WHAT IS EXPECTED – In the records below, take the line containing "Target: faucet spout" and every line following it, and write them out exactly.
***** RECORD SET *****
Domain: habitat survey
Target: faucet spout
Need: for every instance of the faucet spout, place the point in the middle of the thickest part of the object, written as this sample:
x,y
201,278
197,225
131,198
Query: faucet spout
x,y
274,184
*****
OUTPUT FOR THIS EXERCISE –
Target: faucet spout
Need: for every instance of the faucet spout, place the point in the middle of the thickest part of the object, written as this sample:
x,y
201,278
197,225
131,198
Query: faucet spout
x,y
274,184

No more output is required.